---- Records for this task

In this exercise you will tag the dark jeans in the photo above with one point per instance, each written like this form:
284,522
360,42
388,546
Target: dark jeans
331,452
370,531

--------

* **Task directions**: Transcribe all of the data, keeping every line identical.

* **Result of this exercise**:
In this exercise you will tag the dark jeans in the photo above with one point per instance, each written like this form:
284,522
360,42
388,546
Target: dark jeans
331,452
370,531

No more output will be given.